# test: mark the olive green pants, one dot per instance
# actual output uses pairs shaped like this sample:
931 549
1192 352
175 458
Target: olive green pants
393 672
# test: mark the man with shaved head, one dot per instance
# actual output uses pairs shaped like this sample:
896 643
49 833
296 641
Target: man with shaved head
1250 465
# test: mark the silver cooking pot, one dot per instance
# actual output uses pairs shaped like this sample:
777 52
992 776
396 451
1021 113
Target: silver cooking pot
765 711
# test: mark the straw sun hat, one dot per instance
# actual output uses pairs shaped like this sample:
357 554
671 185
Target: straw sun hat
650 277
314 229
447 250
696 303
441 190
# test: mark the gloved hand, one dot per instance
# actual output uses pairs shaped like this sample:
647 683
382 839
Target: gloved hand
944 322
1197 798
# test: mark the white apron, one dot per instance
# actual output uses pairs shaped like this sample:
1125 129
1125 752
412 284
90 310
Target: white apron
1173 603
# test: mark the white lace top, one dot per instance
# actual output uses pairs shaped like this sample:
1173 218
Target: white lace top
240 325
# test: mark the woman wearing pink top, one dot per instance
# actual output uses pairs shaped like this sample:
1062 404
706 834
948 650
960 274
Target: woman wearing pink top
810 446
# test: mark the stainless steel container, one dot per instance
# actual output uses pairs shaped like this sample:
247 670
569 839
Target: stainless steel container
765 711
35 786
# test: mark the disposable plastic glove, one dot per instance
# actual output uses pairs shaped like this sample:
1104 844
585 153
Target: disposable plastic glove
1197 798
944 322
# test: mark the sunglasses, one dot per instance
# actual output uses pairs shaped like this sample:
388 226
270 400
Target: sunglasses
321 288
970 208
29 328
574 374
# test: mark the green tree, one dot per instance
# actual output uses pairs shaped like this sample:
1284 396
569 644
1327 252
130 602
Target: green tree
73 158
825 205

**Stated exercise**
Reproduce every line above without error.

**Exercise answer**
# test: mark the olive green pants, one dot per instance
# actual output uses pairs shaped like this sample:
931 549
1192 352
175 458
Target: olive green pants
393 672
# test: mark the man with shaved head, one dot per instance
# actual output uses pairs shaped like this sample:
896 643
49 833
296 641
Target: man with shaved head
1250 465
# test: mark the silver cooking pot, one dot per instance
# actual output uses pairs shaped like this sample:
777 52
992 776
396 451
1021 113
Target: silver cooking pot
765 711
# test: mark the straw sun hat, one dot per instance
# actual output uses pairs shaped like this sample:
357 554
671 185
Target: straw sun hat
650 277
314 229
447 250
696 303
441 190
# test: mark the gloved hand, one dot per instance
# actual output uses pairs shaped like this sample:
647 683
382 839
Target: gloved hand
944 322
1197 798
# test: mark the white apron, one dot per instance
# actual output uses pairs shaped like this sample:
1125 129
1125 752
412 284
90 310
Target: white apron
1173 603
# test: mark the white lace top, one dot per instance
# actual output uses pairs shaped like this sample:
1173 218
Target: white lace top
240 325
# test: mark the woman wearing pink top, one dot per instance
# actual output uses pairs shaped like this sample:
1062 404
706 834
948 650
960 274
Target: woman wearing pink top
810 446
# test: mark the stainless steel container, one dot per instance
# actual output uses pairs shaped like this sample:
247 670
569 839
Target: stainless steel container
765 711
35 786
# test: mark the disposable plastic glove, one dot per instance
# actual output uses pairs shaped like this sample:
1104 844
585 153
Target: disposable plastic glove
1197 798
944 322
# test: mark the sunglasses, one dot per instance
# actual output uses pairs shaped like this sample:
388 226
270 400
Target: sunglasses
321 288
970 208
29 328
574 374
# test: mark the green tree, one dot per instance
# actual output uses pairs shaped like this sample:
1284 396
569 644
1327 252
130 602
Target: green tree
73 158
825 205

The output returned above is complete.